• Written instruction:
Reproduce all records verbatim.
[Start Data for this task]
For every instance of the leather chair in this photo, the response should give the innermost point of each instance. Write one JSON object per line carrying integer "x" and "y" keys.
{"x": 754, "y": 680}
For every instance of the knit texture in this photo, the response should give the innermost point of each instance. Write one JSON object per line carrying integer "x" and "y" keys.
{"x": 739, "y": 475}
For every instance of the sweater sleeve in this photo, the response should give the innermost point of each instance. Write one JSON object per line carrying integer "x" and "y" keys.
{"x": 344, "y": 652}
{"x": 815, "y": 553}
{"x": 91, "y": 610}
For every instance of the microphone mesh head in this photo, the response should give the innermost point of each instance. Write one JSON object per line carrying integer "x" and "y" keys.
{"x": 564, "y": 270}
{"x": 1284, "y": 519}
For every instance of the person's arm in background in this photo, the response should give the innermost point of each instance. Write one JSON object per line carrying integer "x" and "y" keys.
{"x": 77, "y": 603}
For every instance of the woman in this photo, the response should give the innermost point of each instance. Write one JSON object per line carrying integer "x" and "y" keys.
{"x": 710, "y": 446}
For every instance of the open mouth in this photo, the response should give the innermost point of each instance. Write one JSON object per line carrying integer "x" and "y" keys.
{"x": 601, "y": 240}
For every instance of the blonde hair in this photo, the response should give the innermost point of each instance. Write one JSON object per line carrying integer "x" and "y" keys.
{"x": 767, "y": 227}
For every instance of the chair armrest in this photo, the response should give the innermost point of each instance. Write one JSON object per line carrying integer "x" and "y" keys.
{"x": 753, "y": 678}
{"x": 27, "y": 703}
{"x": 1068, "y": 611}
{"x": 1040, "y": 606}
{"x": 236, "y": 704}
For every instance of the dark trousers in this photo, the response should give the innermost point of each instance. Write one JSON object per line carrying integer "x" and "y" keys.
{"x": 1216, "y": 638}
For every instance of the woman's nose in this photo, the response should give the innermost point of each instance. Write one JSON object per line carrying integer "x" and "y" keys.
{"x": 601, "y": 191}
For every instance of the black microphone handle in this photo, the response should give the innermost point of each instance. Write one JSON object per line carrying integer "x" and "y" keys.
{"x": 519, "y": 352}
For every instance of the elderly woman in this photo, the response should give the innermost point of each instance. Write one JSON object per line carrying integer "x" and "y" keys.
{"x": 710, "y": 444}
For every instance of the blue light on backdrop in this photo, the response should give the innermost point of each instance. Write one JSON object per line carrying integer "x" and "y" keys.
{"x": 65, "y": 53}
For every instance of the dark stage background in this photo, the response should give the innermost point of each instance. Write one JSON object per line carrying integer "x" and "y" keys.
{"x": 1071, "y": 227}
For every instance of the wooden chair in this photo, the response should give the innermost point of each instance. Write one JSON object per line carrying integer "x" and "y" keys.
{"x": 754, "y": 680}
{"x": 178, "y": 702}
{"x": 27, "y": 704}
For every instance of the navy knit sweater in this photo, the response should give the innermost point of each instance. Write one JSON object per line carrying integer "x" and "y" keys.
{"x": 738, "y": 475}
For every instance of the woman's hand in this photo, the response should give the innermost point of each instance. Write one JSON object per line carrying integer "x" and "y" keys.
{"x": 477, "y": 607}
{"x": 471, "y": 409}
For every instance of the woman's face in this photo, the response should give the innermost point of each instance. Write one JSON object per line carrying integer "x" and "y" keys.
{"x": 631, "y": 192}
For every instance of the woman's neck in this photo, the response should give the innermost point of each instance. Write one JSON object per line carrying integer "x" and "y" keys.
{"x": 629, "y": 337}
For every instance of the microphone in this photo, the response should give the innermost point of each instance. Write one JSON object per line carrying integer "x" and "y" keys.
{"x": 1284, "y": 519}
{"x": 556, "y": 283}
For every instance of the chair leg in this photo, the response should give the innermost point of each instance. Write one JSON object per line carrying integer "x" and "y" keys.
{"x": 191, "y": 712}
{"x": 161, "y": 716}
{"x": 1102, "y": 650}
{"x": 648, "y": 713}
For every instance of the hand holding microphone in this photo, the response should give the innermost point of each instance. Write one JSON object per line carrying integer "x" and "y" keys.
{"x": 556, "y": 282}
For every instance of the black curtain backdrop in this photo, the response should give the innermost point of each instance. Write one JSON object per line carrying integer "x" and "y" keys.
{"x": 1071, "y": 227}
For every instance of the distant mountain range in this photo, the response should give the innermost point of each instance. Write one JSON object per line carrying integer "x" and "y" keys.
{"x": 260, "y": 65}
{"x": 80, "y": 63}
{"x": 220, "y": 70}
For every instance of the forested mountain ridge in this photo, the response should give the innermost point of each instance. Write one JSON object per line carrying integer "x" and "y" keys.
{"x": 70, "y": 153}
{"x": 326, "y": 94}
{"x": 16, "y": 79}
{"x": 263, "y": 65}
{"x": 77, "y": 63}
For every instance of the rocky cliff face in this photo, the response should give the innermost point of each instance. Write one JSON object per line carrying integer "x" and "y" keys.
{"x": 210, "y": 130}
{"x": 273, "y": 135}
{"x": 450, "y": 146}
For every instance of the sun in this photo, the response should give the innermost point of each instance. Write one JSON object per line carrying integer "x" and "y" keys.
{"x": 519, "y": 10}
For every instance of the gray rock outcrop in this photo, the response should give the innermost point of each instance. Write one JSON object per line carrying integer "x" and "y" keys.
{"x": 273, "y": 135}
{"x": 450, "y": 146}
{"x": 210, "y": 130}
[End Data for this task]
• Result of the task:
For every instance of the leather chair in this photo, the response should give the innermost point of each instance. Write one JSON object per line carrying integer "x" and "y" keys.
{"x": 754, "y": 680}
For every instance of the knit texture in this photo, the response should give the innermost point of each instance. Write one JSON object per line carrying integer "x" and "y" keys.
{"x": 739, "y": 475}
For every instance of the sweater sleeve in this photo, the response should give the innermost point of each instance. Write one JSON object per line carrying integer "x" and "y" keys.
{"x": 344, "y": 652}
{"x": 815, "y": 553}
{"x": 91, "y": 610}
For every instance of the microphone mesh head in this photo, the response should give the innermost point of each instance. Write one JSON object per line carrying integer "x" and "y" keys.
{"x": 564, "y": 270}
{"x": 1284, "y": 519}
For every instance of the person's arm in background in this photo, the response should give the innermost point of each instance. Write one JSON object per line carrying integer "x" and "y" keys.
{"x": 77, "y": 603}
For every instance of the woman in this photo, the response should give the innermost point of each instance. Write one JSON object per line carrying integer "x" and "y" keys.
{"x": 710, "y": 446}
For every instance of the open mouth in this photo, the response should give the innermost point of each instance. Write one JSON object per line carrying integer "x" and "y" keys.
{"x": 601, "y": 240}
For every instance of the blonde hair in this photo, the response should give the innermost point of each instance. Write one JSON object per line carrying integer "x" and "y" keys.
{"x": 767, "y": 227}
For every instance of the chair armrest in this photo, the response should give the innermost point of each instance. Write one JSON object per line carrying integer "x" and "y" keys.
{"x": 753, "y": 678}
{"x": 27, "y": 703}
{"x": 1068, "y": 611}
{"x": 1040, "y": 606}
{"x": 236, "y": 704}
For every instance of the dark trousers in this photo, the response should give the innermost point of each instance. Write one JSON object per line carrying integer "x" and "y" keys.
{"x": 1216, "y": 638}
For every instance of the woman's nose in this photo, the response should give the innermost point of each instance. Write one JSON object per line carrying integer "x" and "y" keys.
{"x": 601, "y": 191}
For every instance of the black microphone handle in this photo, the response should give the innermost point of each instance. Write one JSON object per line carrying integer "x" and "y" keys.
{"x": 519, "y": 352}
For every instance of the elderly woman in this photo, the response should give the innermost point of each instance. Write one JSON object per line carrying integer "x" and "y" keys.
{"x": 710, "y": 444}
For every instance of the blue light on backdrop in this photo, the response should give the innermost point of each instance. Write one JSON object per line carrying integer "x" and "y" keys.
{"x": 65, "y": 53}
For every instance of the dark stage background in this photo, the response should give the innermost point of each instance. Write one JSON object per line carrying integer "x" and "y" keys.
{"x": 1071, "y": 227}
For every instance of the wooden chair in this photo, the response should give the innermost point of each instance. Write one JSON object per line carrying integer "x" and "y" keys.
{"x": 754, "y": 680}
{"x": 178, "y": 702}
{"x": 27, "y": 704}
For every instance of the navy knit sweater in this photo, the response should give the innermost point of each instance. Write one JSON object per line carrying integer "x" and "y" keys.
{"x": 738, "y": 475}
For every instance of the woman's hand in this photo, the response should give the innermost point of each instance. Write one JSON object per line carrying integer "x" and "y" keys.
{"x": 477, "y": 607}
{"x": 471, "y": 409}
For every instance of the woman's face in this photo, the response should give the innermost point of each instance. Write one JSON object per line carrying integer "x" and "y" keys.
{"x": 631, "y": 192}
For every instance of the woman's neck in this photo, the response should give the innermost point of each instance. Write one JSON object per line carrying integer "x" and "y" keys.
{"x": 629, "y": 337}
For every instance of the microphone in this photo, the response should give the innermost point of each instance. Write one JSON object per line carrying integer "x" and "y" keys.
{"x": 1284, "y": 519}
{"x": 556, "y": 283}
For every instance of the chair leg in this photo, the response should give the innermost point of each instance. Write one JSON object per line carrying integer "x" and "y" keys.
{"x": 191, "y": 712}
{"x": 161, "y": 716}
{"x": 1102, "y": 650}
{"x": 648, "y": 713}
For every instance of the hand holding microphone in this photo, the response should give the innermost point of each instance. Write one JSON object per line carrying integer "x" and "y" keys.
{"x": 556, "y": 282}
For every instance of the black curtain backdrop in this photo, the response should give the innermost point of each instance. Write one JSON object per line carrying integer "x" and "y" keys.
{"x": 1071, "y": 227}
For every instance of the distant mountain range in this photo, the response should give the innermost point of each instance. Write one JSON object per line carrying integer "x" and "y" keys.
{"x": 260, "y": 65}
{"x": 80, "y": 63}
{"x": 220, "y": 70}
For every instance of the forested mountain ridge in this photo, the response should give the innermost point of each instance. Write one JSON object per line carrying integer "x" and "y" keys.
{"x": 70, "y": 153}
{"x": 326, "y": 94}
{"x": 16, "y": 79}
{"x": 263, "y": 65}
{"x": 77, "y": 63}
For every instance of the rocky cliff face in this photo, the response should give the innermost point of each instance. Write one JSON object per line carrying integer "x" and "y" keys.
{"x": 210, "y": 130}
{"x": 273, "y": 135}
{"x": 450, "y": 146}
For every instance of the sun in this photo, the response should give the innermost point of each instance. Write one JSON object per line carrying integer "x" and "y" keys.
{"x": 519, "y": 10}
For every instance of the gray rock outcrop in this photo, the response should give the innermost point of each instance. Write one JSON object per line carrying integer "x" and "y" keys.
{"x": 273, "y": 135}
{"x": 450, "y": 146}
{"x": 210, "y": 130}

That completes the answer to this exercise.